### Directive
Report each line below that contains the word "orange", counting only matches with the same capitalization.

(Contour annotation lines)
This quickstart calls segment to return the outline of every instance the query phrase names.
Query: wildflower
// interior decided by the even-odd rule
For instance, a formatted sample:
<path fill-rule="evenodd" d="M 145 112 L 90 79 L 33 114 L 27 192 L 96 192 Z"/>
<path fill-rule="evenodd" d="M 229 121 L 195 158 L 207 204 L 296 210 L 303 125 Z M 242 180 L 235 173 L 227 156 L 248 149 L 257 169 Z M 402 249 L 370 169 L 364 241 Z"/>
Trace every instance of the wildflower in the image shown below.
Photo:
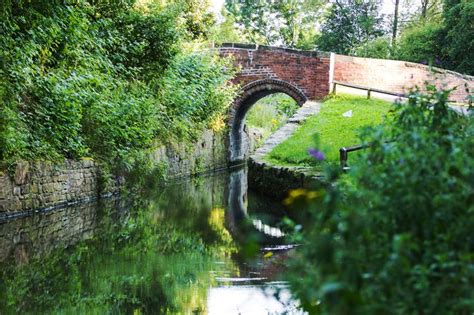
<path fill-rule="evenodd" d="M 318 161 L 324 160 L 324 153 L 315 148 L 309 149 L 308 153 L 309 155 L 311 155 L 313 158 L 315 158 Z"/>

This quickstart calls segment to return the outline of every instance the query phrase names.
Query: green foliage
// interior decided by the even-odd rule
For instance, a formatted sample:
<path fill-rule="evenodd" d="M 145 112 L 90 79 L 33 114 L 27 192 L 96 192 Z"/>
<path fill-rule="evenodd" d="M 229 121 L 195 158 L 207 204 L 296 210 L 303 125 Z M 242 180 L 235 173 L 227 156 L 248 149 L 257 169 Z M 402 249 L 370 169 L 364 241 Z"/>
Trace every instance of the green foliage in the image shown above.
<path fill-rule="evenodd" d="M 285 124 L 297 110 L 298 104 L 291 97 L 273 94 L 255 103 L 245 120 L 248 126 L 260 129 L 265 139 Z"/>
<path fill-rule="evenodd" d="M 474 75 L 474 2 L 445 0 L 444 20 L 449 68 Z"/>
<path fill-rule="evenodd" d="M 308 47 L 315 33 L 320 9 L 319 0 L 236 1 L 226 0 L 225 7 L 243 28 L 252 43 L 287 47 Z"/>
<path fill-rule="evenodd" d="M 328 170 L 312 193 L 292 265 L 310 313 L 474 311 L 474 124 L 448 94 L 414 91 L 367 130 L 371 147 L 350 173 Z"/>
<path fill-rule="evenodd" d="M 178 55 L 182 14 L 199 3 L 12 2 L 0 21 L 0 161 L 92 156 L 130 169 L 141 150 L 207 127 L 234 90 L 228 62 Z"/>
<path fill-rule="evenodd" d="M 377 37 L 365 45 L 356 48 L 354 54 L 359 57 L 388 59 L 390 52 L 390 39 L 387 37 Z"/>
<path fill-rule="evenodd" d="M 397 45 L 397 57 L 401 60 L 441 66 L 443 58 L 443 26 L 428 22 L 405 29 Z"/>
<path fill-rule="evenodd" d="M 352 54 L 383 35 L 381 24 L 377 1 L 338 0 L 329 9 L 316 44 L 320 50 Z"/>
<path fill-rule="evenodd" d="M 161 81 L 160 101 L 180 139 L 197 132 L 223 114 L 236 89 L 227 84 L 233 70 L 230 60 L 208 53 L 178 56 Z"/>
<path fill-rule="evenodd" d="M 267 156 L 269 162 L 283 165 L 315 166 L 338 164 L 339 149 L 360 144 L 358 132 L 365 126 L 377 125 L 388 112 L 386 101 L 363 97 L 335 95 L 327 99 L 321 112 L 308 118 L 295 133 L 277 145 Z M 347 111 L 352 117 L 343 117 Z M 325 161 L 316 161 L 308 154 L 314 147 L 314 138 L 319 135 L 319 149 L 325 152 Z"/>

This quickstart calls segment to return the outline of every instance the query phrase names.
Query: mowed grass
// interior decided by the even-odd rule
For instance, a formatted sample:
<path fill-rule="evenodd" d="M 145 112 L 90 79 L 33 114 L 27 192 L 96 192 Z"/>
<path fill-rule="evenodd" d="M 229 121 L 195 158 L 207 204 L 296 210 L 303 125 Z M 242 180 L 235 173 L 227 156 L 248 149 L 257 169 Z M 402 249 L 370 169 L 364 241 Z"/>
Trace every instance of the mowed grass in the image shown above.
<path fill-rule="evenodd" d="M 378 125 L 388 113 L 390 102 L 364 97 L 336 95 L 326 100 L 318 115 L 308 118 L 287 140 L 277 145 L 268 155 L 267 161 L 286 166 L 322 166 L 324 163 L 339 163 L 339 149 L 360 144 L 359 133 L 363 127 Z M 352 110 L 352 117 L 343 114 Z M 319 138 L 319 145 L 316 143 Z M 325 155 L 323 162 L 308 154 L 316 148 Z M 358 152 L 349 153 L 349 161 Z"/>

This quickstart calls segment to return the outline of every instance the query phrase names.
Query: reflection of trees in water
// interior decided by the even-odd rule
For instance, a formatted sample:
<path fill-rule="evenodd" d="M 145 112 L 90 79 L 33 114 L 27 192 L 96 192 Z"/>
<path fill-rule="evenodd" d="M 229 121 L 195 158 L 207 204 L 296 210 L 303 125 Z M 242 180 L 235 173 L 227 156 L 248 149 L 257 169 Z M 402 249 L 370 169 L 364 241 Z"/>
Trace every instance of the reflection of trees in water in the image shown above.
<path fill-rule="evenodd" d="M 119 220 L 114 207 L 96 209 L 91 238 L 23 266 L 4 264 L 0 313 L 205 311 L 212 256 L 235 248 L 223 205 L 209 194 L 216 185 L 166 187 L 131 201 Z"/>
<path fill-rule="evenodd" d="M 246 180 L 240 170 L 230 178 L 200 178 L 131 200 L 108 200 L 85 212 L 54 213 L 63 213 L 54 222 L 83 214 L 82 225 L 73 224 L 79 219 L 48 225 L 47 215 L 12 222 L 12 231 L 31 230 L 24 237 L 30 249 L 25 264 L 10 256 L 0 266 L 0 300 L 7 301 L 0 313 L 205 312 L 216 259 L 225 262 L 222 272 L 253 272 L 246 255 L 238 264 L 229 256 L 259 252 L 265 241 L 247 217 Z M 45 226 L 41 237 L 34 231 L 38 222 Z M 63 230 L 55 234 L 57 229 Z"/>

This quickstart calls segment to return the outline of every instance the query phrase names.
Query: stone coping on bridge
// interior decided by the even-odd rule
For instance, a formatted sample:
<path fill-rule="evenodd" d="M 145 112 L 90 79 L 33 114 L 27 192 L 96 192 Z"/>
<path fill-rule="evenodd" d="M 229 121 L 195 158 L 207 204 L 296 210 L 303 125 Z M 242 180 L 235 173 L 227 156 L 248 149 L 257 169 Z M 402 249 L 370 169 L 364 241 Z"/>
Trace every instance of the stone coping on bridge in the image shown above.
<path fill-rule="evenodd" d="M 294 48 L 286 47 L 277 47 L 277 46 L 267 46 L 267 45 L 258 45 L 258 44 L 242 44 L 242 43 L 222 43 L 216 45 L 217 48 L 234 48 L 234 49 L 250 49 L 250 50 L 271 50 L 271 51 L 280 51 L 290 54 L 298 54 L 308 57 L 327 57 L 329 58 L 331 53 L 319 50 L 300 50 Z"/>

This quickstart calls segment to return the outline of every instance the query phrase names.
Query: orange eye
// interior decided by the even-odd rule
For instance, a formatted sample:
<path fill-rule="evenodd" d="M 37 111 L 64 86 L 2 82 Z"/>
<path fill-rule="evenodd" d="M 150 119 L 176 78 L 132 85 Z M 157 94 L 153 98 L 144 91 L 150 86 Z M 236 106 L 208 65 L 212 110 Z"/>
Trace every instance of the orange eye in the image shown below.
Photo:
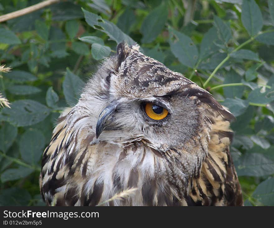
<path fill-rule="evenodd" d="M 163 120 L 168 114 L 168 111 L 165 108 L 152 103 L 146 104 L 144 110 L 149 117 L 155 120 Z"/>

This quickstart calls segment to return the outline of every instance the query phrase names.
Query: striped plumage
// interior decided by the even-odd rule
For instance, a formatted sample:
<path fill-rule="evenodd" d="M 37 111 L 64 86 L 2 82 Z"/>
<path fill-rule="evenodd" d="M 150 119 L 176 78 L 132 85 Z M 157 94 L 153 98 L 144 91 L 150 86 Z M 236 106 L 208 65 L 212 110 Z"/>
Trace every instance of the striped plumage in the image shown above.
<path fill-rule="evenodd" d="M 59 118 L 43 156 L 40 183 L 47 204 L 95 206 L 134 188 L 126 198 L 102 205 L 243 205 L 229 152 L 233 116 L 138 49 L 118 45 L 78 103 Z M 168 117 L 145 117 L 144 101 L 163 104 Z M 107 126 L 97 135 L 98 116 L 112 104 L 102 124 Z"/>

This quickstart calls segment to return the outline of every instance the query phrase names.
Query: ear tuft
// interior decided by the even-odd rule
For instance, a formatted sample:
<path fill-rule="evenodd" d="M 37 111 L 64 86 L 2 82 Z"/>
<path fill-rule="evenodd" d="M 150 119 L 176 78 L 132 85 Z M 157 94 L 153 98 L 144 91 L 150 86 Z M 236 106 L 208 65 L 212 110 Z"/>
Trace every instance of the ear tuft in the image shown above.
<path fill-rule="evenodd" d="M 121 63 L 126 59 L 130 51 L 130 48 L 129 47 L 126 41 L 125 40 L 120 43 L 117 46 L 117 55 L 118 56 L 118 66 L 120 66 Z"/>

### Solution
Query: orange eye
Trace every instance of the orange eye in the image shown below.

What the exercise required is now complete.